[Begin Data listing]
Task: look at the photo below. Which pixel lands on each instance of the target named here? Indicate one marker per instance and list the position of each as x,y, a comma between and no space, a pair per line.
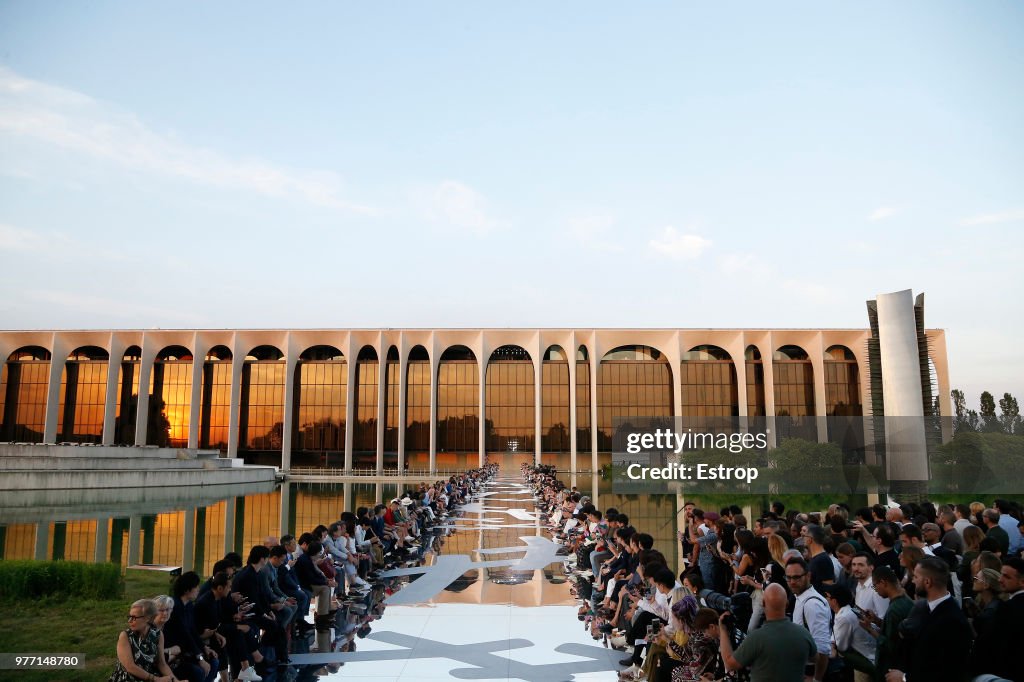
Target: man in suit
1010,620
942,644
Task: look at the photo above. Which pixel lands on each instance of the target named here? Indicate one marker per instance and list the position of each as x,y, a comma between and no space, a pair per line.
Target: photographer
778,650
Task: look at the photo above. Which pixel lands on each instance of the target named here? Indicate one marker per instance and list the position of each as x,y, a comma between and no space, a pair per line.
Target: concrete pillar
434,369
570,357
291,367
188,541
482,425
111,400
768,365
286,507
595,368
353,360
134,530
538,378
402,397
382,349
58,357
817,354
99,545
144,372
42,542
238,364
229,505
196,402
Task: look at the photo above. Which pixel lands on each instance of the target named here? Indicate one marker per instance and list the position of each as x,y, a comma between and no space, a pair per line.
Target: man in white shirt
847,634
811,611
866,598
963,514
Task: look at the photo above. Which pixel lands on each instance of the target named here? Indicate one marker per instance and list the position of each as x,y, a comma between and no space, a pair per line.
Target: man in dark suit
942,642
1010,621
248,584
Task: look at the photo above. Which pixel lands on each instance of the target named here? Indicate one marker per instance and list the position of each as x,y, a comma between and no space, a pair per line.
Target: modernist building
444,398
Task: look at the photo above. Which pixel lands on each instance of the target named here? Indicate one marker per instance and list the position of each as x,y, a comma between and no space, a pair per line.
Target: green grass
72,625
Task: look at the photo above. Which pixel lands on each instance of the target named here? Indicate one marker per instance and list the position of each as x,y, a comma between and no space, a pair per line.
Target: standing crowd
248,616
920,592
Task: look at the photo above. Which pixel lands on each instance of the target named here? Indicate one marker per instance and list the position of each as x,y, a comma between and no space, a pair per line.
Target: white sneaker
249,675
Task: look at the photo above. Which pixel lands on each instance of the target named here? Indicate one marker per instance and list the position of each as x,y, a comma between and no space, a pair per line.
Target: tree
989,421
961,422
1010,415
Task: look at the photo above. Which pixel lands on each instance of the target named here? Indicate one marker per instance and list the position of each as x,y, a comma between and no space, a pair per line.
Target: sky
466,164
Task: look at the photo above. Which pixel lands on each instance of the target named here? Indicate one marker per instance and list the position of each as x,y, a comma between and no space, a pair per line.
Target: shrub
32,580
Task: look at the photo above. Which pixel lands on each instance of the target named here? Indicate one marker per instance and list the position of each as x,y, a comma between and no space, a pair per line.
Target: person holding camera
776,651
849,640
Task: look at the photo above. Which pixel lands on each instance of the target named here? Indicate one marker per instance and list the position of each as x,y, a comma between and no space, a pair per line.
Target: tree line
986,420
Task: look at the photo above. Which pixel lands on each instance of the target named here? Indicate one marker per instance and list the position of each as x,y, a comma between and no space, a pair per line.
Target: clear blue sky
461,164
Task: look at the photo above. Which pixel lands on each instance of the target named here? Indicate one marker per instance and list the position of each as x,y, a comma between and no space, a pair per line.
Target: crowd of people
918,592
314,592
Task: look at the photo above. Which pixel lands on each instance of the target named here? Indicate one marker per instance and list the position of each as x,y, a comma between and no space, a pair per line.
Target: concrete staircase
49,467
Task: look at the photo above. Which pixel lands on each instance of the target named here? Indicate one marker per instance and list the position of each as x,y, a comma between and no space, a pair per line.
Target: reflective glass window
25,386
83,394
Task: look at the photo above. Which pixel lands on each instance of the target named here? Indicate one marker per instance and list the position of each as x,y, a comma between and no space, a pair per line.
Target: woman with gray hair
140,648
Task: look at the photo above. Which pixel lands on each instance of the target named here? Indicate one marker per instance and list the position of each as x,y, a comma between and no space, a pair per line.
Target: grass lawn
88,627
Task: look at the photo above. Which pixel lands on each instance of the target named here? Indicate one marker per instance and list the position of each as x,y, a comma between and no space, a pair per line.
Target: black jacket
941,645
307,572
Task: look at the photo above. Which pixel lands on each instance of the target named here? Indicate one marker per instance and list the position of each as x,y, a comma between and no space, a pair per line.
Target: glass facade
842,383
756,406
215,413
418,407
509,391
83,394
365,436
124,422
709,383
170,398
458,401
321,401
794,382
262,414
24,386
583,401
555,401
633,381
392,393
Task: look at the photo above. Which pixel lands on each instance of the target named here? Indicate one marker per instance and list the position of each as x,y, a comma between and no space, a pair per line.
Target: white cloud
458,205
594,231
1012,215
679,247
810,291
98,307
73,121
15,239
882,213
743,263
56,246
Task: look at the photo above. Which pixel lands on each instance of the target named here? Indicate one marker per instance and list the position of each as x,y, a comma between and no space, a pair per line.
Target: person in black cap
849,639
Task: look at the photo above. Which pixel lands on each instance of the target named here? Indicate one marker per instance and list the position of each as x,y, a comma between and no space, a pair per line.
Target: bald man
777,650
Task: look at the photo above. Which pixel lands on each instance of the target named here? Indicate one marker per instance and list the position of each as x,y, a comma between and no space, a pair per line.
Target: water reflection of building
440,399
194,528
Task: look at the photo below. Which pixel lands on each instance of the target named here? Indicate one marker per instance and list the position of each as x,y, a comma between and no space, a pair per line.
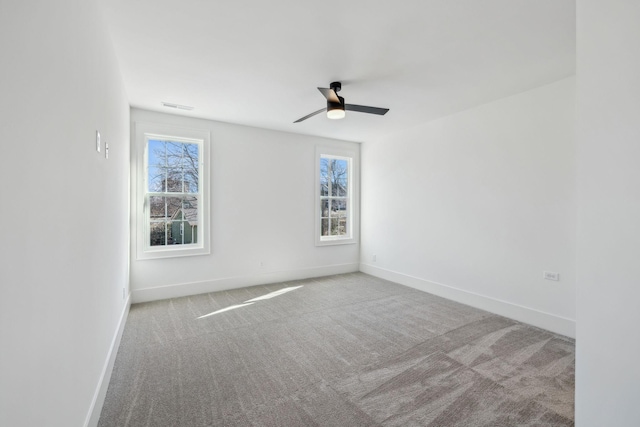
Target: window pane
324,168
342,188
342,226
324,227
324,187
156,167
157,233
157,207
324,208
177,232
190,168
190,215
174,208
338,206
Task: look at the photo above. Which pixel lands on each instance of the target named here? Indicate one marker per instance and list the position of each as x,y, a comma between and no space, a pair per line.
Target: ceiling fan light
336,113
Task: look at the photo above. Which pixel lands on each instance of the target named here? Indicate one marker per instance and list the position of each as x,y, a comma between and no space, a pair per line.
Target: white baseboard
223,284
540,319
93,416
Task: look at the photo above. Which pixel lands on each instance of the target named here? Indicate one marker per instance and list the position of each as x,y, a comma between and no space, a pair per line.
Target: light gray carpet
347,350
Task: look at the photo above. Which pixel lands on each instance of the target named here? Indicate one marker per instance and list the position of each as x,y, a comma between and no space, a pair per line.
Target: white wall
608,281
262,210
475,206
64,209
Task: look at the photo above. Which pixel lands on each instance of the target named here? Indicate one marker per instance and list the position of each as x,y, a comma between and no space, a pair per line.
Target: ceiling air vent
178,106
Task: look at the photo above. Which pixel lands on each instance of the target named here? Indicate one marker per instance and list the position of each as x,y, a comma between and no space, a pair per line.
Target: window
172,218
334,196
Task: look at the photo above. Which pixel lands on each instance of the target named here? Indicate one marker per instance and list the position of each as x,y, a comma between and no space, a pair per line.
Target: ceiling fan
336,107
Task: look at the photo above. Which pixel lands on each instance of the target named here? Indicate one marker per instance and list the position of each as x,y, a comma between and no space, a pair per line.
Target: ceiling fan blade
365,109
330,94
310,115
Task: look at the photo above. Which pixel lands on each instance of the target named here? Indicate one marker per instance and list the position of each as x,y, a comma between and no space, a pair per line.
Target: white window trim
179,134
353,226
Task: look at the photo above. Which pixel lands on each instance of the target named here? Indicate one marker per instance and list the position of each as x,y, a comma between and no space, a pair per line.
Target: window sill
336,241
172,253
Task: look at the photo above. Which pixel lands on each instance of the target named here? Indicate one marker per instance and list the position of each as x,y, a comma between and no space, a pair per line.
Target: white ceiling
258,63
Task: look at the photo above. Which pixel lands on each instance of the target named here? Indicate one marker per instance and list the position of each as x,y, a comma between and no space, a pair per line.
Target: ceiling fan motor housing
336,105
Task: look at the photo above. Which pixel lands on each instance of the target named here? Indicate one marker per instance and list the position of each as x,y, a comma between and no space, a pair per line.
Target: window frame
153,131
352,197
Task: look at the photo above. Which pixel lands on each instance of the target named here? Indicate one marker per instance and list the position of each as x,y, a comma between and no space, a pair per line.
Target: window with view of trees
335,198
172,190
172,217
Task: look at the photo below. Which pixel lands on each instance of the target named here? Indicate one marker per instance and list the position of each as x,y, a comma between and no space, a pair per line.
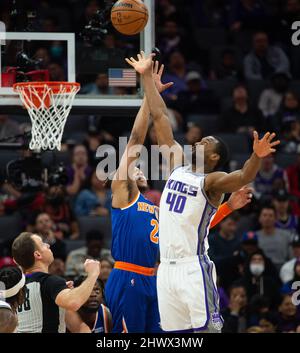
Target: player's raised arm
218,183
158,109
124,187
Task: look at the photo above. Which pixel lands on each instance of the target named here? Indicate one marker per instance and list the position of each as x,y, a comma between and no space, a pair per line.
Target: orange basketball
129,16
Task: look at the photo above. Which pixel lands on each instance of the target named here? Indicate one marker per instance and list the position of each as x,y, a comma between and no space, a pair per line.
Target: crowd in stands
234,70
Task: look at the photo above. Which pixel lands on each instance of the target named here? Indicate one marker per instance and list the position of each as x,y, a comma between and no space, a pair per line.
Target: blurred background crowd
235,69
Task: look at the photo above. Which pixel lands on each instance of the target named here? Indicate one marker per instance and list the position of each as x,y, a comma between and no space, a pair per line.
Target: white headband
8,293
3,304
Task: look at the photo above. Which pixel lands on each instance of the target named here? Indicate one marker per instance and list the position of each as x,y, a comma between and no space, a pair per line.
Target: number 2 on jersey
153,234
176,202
[End Data listing]
Exercise prompt
Which lines in the rows above contain the word "building"? List each of them in full.

Problem solution
Target: modernist building
Target: water reflection of building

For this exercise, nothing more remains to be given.